## [THE TASK]
Starting from the line containing "[tag] one dot per instance, sample [247,534].", write out the rest of the entries exactly, through the final line, including nothing else.

--- Begin ENTRIES SUPPLIED ---

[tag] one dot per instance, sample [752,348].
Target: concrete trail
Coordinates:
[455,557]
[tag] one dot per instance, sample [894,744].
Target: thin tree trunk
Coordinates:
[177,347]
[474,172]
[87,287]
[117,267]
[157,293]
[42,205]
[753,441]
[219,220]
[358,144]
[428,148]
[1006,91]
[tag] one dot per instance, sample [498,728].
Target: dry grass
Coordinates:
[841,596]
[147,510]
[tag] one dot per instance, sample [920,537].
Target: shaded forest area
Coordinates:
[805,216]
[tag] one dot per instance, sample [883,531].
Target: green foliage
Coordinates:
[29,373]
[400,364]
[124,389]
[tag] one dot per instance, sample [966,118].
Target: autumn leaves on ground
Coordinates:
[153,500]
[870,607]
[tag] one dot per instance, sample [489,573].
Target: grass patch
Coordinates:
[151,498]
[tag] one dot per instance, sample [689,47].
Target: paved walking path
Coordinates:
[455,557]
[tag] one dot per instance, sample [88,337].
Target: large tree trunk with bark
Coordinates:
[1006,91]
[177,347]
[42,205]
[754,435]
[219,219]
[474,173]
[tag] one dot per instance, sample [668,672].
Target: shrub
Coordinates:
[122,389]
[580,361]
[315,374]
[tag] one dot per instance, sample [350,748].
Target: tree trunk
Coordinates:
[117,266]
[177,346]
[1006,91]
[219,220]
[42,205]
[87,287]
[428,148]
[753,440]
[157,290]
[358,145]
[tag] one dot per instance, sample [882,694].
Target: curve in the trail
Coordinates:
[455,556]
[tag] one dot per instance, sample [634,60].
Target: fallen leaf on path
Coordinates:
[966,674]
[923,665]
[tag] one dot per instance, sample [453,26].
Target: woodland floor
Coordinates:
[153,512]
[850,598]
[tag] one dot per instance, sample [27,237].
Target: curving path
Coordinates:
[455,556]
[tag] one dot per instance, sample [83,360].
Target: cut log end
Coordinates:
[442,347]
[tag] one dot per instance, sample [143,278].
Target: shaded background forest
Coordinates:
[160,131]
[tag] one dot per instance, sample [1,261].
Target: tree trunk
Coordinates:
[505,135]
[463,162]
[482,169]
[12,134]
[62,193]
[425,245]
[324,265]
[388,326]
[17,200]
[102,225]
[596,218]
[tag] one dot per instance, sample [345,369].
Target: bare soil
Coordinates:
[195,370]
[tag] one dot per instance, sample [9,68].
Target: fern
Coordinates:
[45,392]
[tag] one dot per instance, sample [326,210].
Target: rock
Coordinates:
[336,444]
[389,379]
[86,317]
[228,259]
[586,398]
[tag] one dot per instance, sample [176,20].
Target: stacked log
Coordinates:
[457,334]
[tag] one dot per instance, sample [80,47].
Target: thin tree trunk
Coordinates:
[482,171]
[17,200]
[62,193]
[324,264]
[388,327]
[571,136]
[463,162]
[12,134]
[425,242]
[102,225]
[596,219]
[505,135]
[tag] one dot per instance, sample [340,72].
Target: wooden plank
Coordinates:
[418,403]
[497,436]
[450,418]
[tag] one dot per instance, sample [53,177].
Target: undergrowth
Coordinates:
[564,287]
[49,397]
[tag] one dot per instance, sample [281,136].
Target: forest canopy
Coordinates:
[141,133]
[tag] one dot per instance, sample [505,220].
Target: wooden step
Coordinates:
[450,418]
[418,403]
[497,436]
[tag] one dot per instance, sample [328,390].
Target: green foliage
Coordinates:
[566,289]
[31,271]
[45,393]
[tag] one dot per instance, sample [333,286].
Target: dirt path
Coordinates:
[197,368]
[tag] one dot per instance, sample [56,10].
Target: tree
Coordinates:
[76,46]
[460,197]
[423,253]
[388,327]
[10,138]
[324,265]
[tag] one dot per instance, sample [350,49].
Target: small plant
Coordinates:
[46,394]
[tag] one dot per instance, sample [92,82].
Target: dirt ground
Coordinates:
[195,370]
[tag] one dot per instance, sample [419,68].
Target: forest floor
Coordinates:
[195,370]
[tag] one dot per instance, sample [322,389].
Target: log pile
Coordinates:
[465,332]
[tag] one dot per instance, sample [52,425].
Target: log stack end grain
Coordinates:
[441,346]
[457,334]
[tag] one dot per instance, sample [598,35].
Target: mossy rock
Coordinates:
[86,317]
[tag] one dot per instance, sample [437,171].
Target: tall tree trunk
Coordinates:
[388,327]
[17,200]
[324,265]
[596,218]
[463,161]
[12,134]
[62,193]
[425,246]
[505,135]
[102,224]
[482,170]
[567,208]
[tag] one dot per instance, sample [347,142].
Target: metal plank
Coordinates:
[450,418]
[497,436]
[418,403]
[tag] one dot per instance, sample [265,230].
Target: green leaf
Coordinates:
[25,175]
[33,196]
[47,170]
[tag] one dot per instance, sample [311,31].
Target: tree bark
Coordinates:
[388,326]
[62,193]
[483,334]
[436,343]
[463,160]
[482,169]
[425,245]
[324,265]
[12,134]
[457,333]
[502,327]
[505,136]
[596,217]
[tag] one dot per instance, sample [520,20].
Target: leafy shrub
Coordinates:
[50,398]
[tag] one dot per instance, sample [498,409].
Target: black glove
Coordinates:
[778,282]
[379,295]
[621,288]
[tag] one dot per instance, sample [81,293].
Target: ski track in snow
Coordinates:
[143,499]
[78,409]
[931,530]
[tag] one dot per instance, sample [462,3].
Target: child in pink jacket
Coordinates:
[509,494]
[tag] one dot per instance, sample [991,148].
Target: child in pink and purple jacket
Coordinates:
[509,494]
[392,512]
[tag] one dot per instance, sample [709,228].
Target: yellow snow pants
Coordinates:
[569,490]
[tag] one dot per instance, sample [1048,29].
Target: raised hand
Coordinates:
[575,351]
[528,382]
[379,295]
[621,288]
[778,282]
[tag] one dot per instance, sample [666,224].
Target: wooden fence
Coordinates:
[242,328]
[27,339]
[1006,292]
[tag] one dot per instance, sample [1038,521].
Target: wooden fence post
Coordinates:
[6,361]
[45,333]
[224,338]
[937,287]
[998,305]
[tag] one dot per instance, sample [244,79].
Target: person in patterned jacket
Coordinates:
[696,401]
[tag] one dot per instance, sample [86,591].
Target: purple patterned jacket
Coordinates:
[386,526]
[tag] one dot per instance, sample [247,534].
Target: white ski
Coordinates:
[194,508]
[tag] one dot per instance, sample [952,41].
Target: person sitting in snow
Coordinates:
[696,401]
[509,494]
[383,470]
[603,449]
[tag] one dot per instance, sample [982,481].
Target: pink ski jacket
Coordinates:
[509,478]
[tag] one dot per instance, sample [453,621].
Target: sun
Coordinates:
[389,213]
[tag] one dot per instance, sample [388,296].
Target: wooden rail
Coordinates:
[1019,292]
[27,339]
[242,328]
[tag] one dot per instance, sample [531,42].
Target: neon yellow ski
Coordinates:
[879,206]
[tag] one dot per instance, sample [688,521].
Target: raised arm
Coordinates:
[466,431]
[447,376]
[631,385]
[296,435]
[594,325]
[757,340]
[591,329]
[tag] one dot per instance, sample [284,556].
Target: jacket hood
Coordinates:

--- End ENTRIES SUPPLIED ---

## [SOLUTION BELOW]
[tag] one dot per instance, sample [247,534].
Target: white ski
Coordinates:
[194,508]
[tag] one dot per instance, sample [952,41].
Target: person sitting in snow
Coordinates:
[696,401]
[509,494]
[383,470]
[603,449]
[tag] one dot per instance, sample [982,481].
Target: pink ski jacket
Coordinates:
[509,478]
[tag] one dot per instance, sample [453,621].
Target: sun
Coordinates:
[389,213]
[tag] one dot per instance, sample [388,296].
Target: wooden rail
Coordinates:
[1019,292]
[27,339]
[242,328]
[tag] one dot per instance, sample [531,42].
Target: neon yellow ski
Coordinates:
[879,206]
[tag] one dot per instance, sample [688,521].
Target: raised arm
Coordinates:
[466,431]
[447,376]
[631,385]
[296,435]
[594,325]
[757,340]
[591,329]
[tag] one dot per instance, sample [284,556].
Target: jacket hood
Coordinates:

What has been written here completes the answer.